Text passage —
-=-=-

On 09/21/2012 08:07 AM, Michael Roth wrote:
> Signed-off-by: Michael Roth <address@hidden>
> ---
>  docs/qidl.txt |  347 
> +++++++++++++++++++++++++++++++++++++++++++++++++++++++++
>  1 file changed, 347 insertions(+)
>  create mode 100644 docs/qidl.txt

> +Specifying What/How State Gets Saved
> +---------------------------------

Should the --- match the header length in the previous line?

> +
> +By default, QIDL saves every field in a structure it sees.  This provides
> +maximum correctness by default.  However, device structures generally contain
> +state that reflects state that is in someway duplicated or not guest visible.

s/someway/some way/

> +This more often that not reflects design implementation details.

-=-=-

Tasks to perform —
a – Reproduce the patch review, starting with "On 09/21/2012 08:07" and going on through "the previous line?".
b – Answer these questions from the patch review:
(i) Which file does the patch create?
(ii) By default, what does QIDL save?
(iii) Which spelling change does the reviewer propose?
The records come from a different source than the patch review.

Supplied information —
-=-=-

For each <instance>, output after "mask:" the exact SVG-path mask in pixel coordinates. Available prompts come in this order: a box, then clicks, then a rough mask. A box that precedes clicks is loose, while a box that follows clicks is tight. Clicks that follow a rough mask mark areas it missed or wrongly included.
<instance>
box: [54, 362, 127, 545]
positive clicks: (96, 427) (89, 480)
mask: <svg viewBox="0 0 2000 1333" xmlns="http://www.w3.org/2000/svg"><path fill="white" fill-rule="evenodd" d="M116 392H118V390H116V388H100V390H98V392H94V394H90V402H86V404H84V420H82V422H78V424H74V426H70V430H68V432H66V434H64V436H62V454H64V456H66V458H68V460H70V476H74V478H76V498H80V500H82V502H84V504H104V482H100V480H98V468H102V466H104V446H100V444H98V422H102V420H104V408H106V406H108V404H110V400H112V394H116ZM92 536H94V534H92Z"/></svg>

-=-=-

Written answers —
a –
On 09/21/2012 08:07 AM, Michael Roth wrote:
> Signed-off-by: Michael Roth <address@hidden>
> ---
>  docs/qidl.txt |  347 
> +++++++++++++++++++++++++++++++++++++++++++++++++++++++++
>  1 file changed, 347 insertions(+)
>  create mode 100644 docs/qidl.txt

> +Specifying What/How State Gets Saved
> +---------------------------------

Should the --- match the header length in the previous line?

b –
(i) docs/qidl.txt
(ii) Every field in a structure it sees.
(iii) Changing "someway" to "some way".